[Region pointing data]

----------

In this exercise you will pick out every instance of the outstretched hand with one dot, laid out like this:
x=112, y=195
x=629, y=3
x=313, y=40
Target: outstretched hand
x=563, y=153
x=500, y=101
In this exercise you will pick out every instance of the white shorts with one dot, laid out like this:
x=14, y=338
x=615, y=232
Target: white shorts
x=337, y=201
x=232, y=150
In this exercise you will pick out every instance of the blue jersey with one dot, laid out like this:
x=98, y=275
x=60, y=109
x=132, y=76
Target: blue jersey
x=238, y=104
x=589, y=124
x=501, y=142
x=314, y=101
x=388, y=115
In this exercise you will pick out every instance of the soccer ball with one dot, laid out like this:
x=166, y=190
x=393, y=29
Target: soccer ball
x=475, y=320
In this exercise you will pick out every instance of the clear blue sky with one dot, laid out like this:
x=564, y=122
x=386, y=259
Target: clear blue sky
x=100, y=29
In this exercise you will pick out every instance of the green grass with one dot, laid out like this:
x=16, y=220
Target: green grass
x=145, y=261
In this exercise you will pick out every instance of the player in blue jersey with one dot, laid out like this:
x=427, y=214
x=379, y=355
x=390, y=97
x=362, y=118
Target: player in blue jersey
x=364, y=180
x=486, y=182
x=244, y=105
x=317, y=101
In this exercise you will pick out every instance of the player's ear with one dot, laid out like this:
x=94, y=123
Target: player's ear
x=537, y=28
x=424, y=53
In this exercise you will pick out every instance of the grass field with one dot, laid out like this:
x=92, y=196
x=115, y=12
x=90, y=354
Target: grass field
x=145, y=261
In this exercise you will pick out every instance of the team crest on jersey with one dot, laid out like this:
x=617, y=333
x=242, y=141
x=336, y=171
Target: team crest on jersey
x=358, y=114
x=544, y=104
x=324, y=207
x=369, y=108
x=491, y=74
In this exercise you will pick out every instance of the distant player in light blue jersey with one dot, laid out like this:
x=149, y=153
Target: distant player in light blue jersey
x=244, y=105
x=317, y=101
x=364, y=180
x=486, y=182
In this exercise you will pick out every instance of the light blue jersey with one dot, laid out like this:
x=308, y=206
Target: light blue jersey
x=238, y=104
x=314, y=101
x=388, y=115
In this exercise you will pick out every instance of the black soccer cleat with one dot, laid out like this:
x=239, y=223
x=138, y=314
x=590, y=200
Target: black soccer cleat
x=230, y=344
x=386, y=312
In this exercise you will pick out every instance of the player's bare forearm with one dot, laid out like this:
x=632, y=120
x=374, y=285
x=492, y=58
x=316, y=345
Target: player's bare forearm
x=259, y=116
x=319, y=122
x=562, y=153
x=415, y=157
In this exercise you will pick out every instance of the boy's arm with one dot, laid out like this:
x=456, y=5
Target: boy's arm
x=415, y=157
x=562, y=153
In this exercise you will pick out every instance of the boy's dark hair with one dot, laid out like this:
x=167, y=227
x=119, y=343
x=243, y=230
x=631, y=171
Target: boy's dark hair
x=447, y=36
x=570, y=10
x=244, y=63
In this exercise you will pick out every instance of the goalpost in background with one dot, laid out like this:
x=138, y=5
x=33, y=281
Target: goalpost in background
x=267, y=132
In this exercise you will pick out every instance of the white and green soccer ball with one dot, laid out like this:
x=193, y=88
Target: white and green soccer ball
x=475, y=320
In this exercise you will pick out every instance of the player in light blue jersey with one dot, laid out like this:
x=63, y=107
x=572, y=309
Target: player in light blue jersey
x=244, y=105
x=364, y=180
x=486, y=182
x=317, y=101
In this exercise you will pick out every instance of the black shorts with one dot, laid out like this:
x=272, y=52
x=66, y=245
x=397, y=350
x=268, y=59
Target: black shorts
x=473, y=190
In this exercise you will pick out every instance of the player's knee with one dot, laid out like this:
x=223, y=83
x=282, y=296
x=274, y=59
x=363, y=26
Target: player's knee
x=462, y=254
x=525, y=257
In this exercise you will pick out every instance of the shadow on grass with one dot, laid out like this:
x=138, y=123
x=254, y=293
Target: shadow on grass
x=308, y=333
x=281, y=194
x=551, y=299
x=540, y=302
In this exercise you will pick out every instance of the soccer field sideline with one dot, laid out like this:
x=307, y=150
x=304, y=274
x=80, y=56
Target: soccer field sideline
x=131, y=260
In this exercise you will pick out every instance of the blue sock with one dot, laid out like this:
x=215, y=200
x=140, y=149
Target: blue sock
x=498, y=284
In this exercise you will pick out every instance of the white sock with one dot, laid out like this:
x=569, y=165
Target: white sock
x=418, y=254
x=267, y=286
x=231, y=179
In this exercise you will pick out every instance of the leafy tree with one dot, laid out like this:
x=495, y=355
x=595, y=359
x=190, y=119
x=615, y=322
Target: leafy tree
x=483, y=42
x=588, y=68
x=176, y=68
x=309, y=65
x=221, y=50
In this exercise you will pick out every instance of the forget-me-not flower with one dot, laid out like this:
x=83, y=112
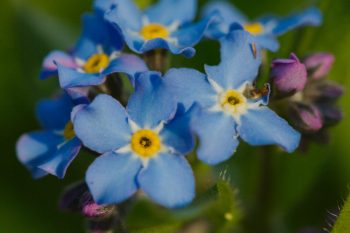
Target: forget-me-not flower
x=51, y=150
x=165, y=25
x=264, y=29
x=142, y=145
x=227, y=106
x=97, y=54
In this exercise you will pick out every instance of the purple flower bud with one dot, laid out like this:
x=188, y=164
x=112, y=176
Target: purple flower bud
x=319, y=64
x=288, y=75
x=308, y=118
x=91, y=209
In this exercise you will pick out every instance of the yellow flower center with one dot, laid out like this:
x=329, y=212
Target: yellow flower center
x=254, y=28
x=68, y=132
x=146, y=143
x=153, y=31
x=233, y=101
x=96, y=63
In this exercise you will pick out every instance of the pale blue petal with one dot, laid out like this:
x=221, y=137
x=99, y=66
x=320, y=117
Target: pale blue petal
x=102, y=126
x=168, y=180
x=217, y=136
x=112, y=178
x=55, y=113
x=57, y=163
x=168, y=11
x=189, y=86
x=262, y=126
x=150, y=104
x=238, y=64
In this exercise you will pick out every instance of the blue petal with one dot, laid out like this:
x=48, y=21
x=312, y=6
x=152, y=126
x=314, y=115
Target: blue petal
x=168, y=180
x=49, y=66
x=35, y=148
x=177, y=134
x=168, y=11
x=112, y=178
x=102, y=125
x=311, y=16
x=97, y=32
x=69, y=78
x=57, y=163
x=267, y=42
x=125, y=16
x=128, y=64
x=217, y=136
x=150, y=104
x=238, y=63
x=262, y=126
x=188, y=86
x=227, y=11
x=191, y=34
x=55, y=113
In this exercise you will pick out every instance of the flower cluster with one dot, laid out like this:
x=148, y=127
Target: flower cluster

----------

Exercise aim — Since the pictures are not wanted, set down only the rest of each record, exactly as above.

Answer for the task —
In this exercise you will pick out every instance of the outstretched hand with one dot, laid out like this:
x=112, y=195
x=629, y=3
x=313, y=40
Target: outstretched hand
x=563, y=153
x=500, y=101
In this exercise you will pick out every instance of the white shorts with one dot, laid out like this:
x=14, y=338
x=615, y=232
Target: white shorts
x=337, y=201
x=232, y=150
In this exercise you will pick out every instance of the blue jersey with one dot, laid out like this:
x=98, y=275
x=60, y=109
x=132, y=76
Target: blue jersey
x=238, y=104
x=589, y=124
x=501, y=142
x=314, y=101
x=388, y=115
In this exercise you will pick out every instance of the soccer ball with one dot, laid out like this:
x=166, y=190
x=393, y=29
Target: soccer ball
x=475, y=320
In this exercise you will pick out every instance of the clear blue sky with one dot, laid out like this:
x=564, y=122
x=386, y=259
Target: clear blue sky
x=100, y=29
In this exercise you will pick out every instance of the green grass with one dot, laid out like this:
x=16, y=220
Target: green grass
x=145, y=261
In this exercise you will pick out every instance of the player in blue jersey with one dot, laid out like this:
x=427, y=214
x=379, y=355
x=390, y=97
x=362, y=118
Target: player in blue jersey
x=364, y=180
x=486, y=182
x=244, y=105
x=317, y=101
In this exercise you will pick out every instance of the player's ear with one dot, laid out like this:
x=94, y=123
Target: player's ear
x=537, y=28
x=424, y=53
In this exercise you will pick out every instance of the grass field with one dot, laid out like this:
x=92, y=196
x=115, y=12
x=90, y=354
Target: grass field
x=145, y=261
In this exercise you will pick out every instance of the team crest on jersey with one dot, laid out like this:
x=617, y=333
x=242, y=141
x=336, y=171
Target: team crest on jersey
x=358, y=114
x=544, y=104
x=324, y=207
x=369, y=108
x=491, y=74
In this exercise you will pick out every instance of the distant player in light blue jersey with one dot, laid out like this:
x=149, y=153
Target: distant player in light blue jersey
x=244, y=105
x=317, y=101
x=364, y=180
x=486, y=182
In this exercise you will pick out every instance of the light blue jersey with one dot, laid out like this:
x=308, y=206
Target: light blue jersey
x=238, y=104
x=314, y=101
x=388, y=115
In this exercise you will pick out every instance of the black soccer cleat with one dot, laid out like this:
x=239, y=223
x=138, y=314
x=590, y=200
Target: black soccer cleat
x=230, y=344
x=386, y=312
In this exercise you will pick out every instance of the player's bare forearm with one dot, laid out like this:
x=632, y=120
x=374, y=285
x=492, y=58
x=316, y=345
Target: player's bare forearm
x=259, y=116
x=319, y=122
x=562, y=153
x=415, y=157
In this exercise you will pick out every instance of the boy's arm with one dot, laid out like this:
x=456, y=5
Target: boy's arm
x=415, y=157
x=562, y=153
In this exercise you will pick out every instance of the boy's dark hair with one dot, laid out like this:
x=167, y=227
x=119, y=343
x=243, y=230
x=631, y=171
Target: boy's dark hair
x=447, y=36
x=570, y=10
x=244, y=63
In this exercise you will pick out every instance of the goalpost in background with one dot, laid out like this:
x=138, y=5
x=33, y=281
Target: goalpost in background
x=267, y=132
In this exercise you will pick out every instance of the white and green soccer ball with one dot, laid out like this:
x=193, y=88
Target: white and green soccer ball
x=475, y=320
In this exercise you will pick out every instance of the player in light blue jersey with one dot, laid out like this:
x=63, y=107
x=572, y=309
Target: player in light blue jersey
x=244, y=105
x=364, y=180
x=486, y=182
x=317, y=101
In this exercise you will pick out every instance of the black shorts with one dot, laid out like this:
x=272, y=52
x=66, y=245
x=397, y=350
x=268, y=59
Target: black shorts
x=473, y=190
In this exercise you will pick out every instance of the player's knee with one dot, laid out like this:
x=223, y=83
x=282, y=296
x=274, y=59
x=363, y=26
Target: player's knee
x=462, y=254
x=525, y=257
In this exercise you will pick out every instance of the shadow on grass with one dot, laid out like this:
x=138, y=123
x=254, y=293
Target: shadow on grass
x=308, y=333
x=281, y=194
x=551, y=299
x=540, y=302
In this exercise you will pick out every instance of the soccer field sideline with one dot, laid out like this:
x=307, y=150
x=304, y=274
x=80, y=56
Target: soccer field sideline
x=131, y=260
In this exercise you will pick out every instance of the blue sock with one dot, laid out like this:
x=215, y=200
x=140, y=149
Target: blue sock
x=498, y=284
In this exercise you will pick out every instance of the white sock with one dot, laid out like this:
x=569, y=165
Target: white sock
x=418, y=254
x=267, y=286
x=231, y=179
In this exercise you will pick out every instance of the leafy tree with one dot, laid out like this:
x=495, y=355
x=595, y=359
x=190, y=119
x=615, y=322
Target: leafy tree
x=483, y=42
x=588, y=68
x=176, y=68
x=309, y=65
x=221, y=50
In this exercise you will pick out every instance of the forget-me-not flower with one dot, laid out like this:
x=83, y=112
Target: forget-me-not flower
x=51, y=150
x=165, y=25
x=264, y=29
x=142, y=145
x=227, y=106
x=97, y=54
In this exercise you will pick out every instance of the purple flower bud with one dot, laid out like this:
x=188, y=164
x=112, y=176
Target: purple flower bud
x=319, y=64
x=288, y=75
x=308, y=118
x=91, y=209
In this exercise you will pick out every instance of the yellow flower center with one dot, laid out like this:
x=329, y=212
Target: yellow flower center
x=254, y=28
x=68, y=132
x=146, y=143
x=153, y=31
x=233, y=101
x=96, y=63
In this exercise you will pick out every instance of the pale blue petal with one dot, laid out like this:
x=221, y=137
x=99, y=66
x=320, y=117
Target: pale blue petal
x=102, y=126
x=168, y=180
x=217, y=136
x=112, y=178
x=55, y=113
x=57, y=163
x=168, y=11
x=189, y=86
x=262, y=126
x=150, y=104
x=238, y=64
In this exercise you will pick out every instance of the blue petal with one dot, laid out like this:
x=48, y=21
x=312, y=6
x=152, y=126
x=314, y=115
Target: blue petal
x=168, y=180
x=49, y=66
x=35, y=148
x=177, y=134
x=168, y=11
x=112, y=178
x=102, y=125
x=311, y=16
x=97, y=32
x=69, y=78
x=57, y=163
x=267, y=42
x=125, y=16
x=128, y=64
x=217, y=136
x=150, y=104
x=238, y=63
x=262, y=126
x=188, y=86
x=227, y=11
x=191, y=34
x=55, y=113
In this exercise you will pick out every instance of the flower cluster with one dot, laid out like this:
x=148, y=127
Target: flower cluster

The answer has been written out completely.